**Rows**
>> begin

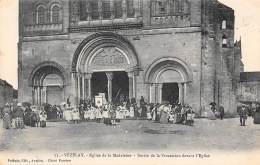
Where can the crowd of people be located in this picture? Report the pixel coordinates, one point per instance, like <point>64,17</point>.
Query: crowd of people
<point>22,115</point>
<point>111,114</point>
<point>26,115</point>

>> end

**What you have to do**
Reproduce the data above verbatim, line for line, and leave out the picture.

**Result of this task**
Where can the crowd of people be located in this picture? Report the pixel coordinates, one point per instance, like <point>64,17</point>.
Query: crowd of people
<point>22,115</point>
<point>111,114</point>
<point>26,115</point>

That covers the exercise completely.